Poursuivez le texte sur le débat autour du mariage pour tous et de l'adoption à partir de sa dernière phrase.

• [Texte du document]
———

L’aspect socio-politique est la troisième dimension de ce problème. On assiste à une « dé-substantialistation[4] » du sens symbolique du mariage, ce qui engendre des réactions de la part d’acteurs défendant une conception du bien qui donne une primauté morale au modèle de couple hétérosexuel. Cette position voit comme nécessaire la limitation de libertés pour le bien commun ; par exemple, limiter aux couples hétérosexuels le droit à avoir des enfants serait nécessaire pour préserver le droit de l’enfant. Dans une perspective libérale, par contre, cette dé-substantialisation est conforme à la justice, car l’État ne doit pas imposer une façon ou une autre de « vivre ensemble » qui correspondrait à une vision du bien particulière (tel que le mariage hétérosexuel).

 

Les aspects de la «dé-essentialisation» qui posent problème :

Des visions anthropologies différentes de la famille 

Au-delà d’un problème éthique, la querelle autour du mariage pour tous et de l’adoption porte sur des questions de nature anthropologiques. Elle remet en cause la définition de catégories sociales, telles que la paternité, la maternité, la filiation, et la base de la relation qui doit être couverte par le mariage. Cet enjeu, donc, oppose des arguments constructivistes à des arguments conservateurs.

———

• [Données fournies]
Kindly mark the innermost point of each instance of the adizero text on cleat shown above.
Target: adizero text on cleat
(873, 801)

———

• [Réponse attendue]
D’une part, l’argument conservateur des opposants voit le mariage homosexuel comme une attitude « contre nature », car il part du principe que les rôles sociaux de père et de mère découlent d’une essence fixée en nature. Il y aurait donc une anthropologie des rôles parentaux légitime et une autre ‘contre nature’. Cette vision semble assez forte en France puisque les études genre font depuis quelque temps l’objet de critiques virulentes concernant tant leur validité scientifique que leur utilité sociale. Ces approches, dont le sérieux et l’utilité ne sont pourtant plus à démontrer, sont vues avec méfiance, car elles prônent une analyse critique des catégories sociales dominantes, remettant ainsi en cause des repères qui sont considérés par certains comme faisant partie de la nature des choses.

« [les études genre], dont le sérieux et l’utilité ne sont pourtant plus à démontrer, sont vues avec méfiance, car elles prônent une analyse critique des catégories sociales dominantes»

D’autre part, ceux qui sont favorables à la loi partent du principe que les catégories sociales sont construites. Être père ou mère n’est pas le produit de phénomènes naturels, mais de significations et rôles sociaux. Ainsi, la dichotomie père/mère ne se ferait pas naturellement mais elle serait construite socialement et porteuse de valeurs, émotions et formes de sollicitudes qui ont peu à voir avec un simple ancrage dans la différence sexuelle. Il est important de préciser, cependant, que cette position peut aussi présenter des difficultés. Par exemple, certains partisans de la loi voient l’amour comme devant être la base du mariage. Bien qu’à première vue plausible, cette idée soulève évidemment des problèmes de définition de ce qu’est l’amour. Admettons que le mariage soit basé juridiquement sur le critère abstrait de l’amour : serait-il possible, en vertu de ce critère, à un père d’épouser sa fille ? Cet exemple absurde montre que, s’il n’est pas précisé, tout critère peut se heurter à des problèmes éthiques et d’application juridique.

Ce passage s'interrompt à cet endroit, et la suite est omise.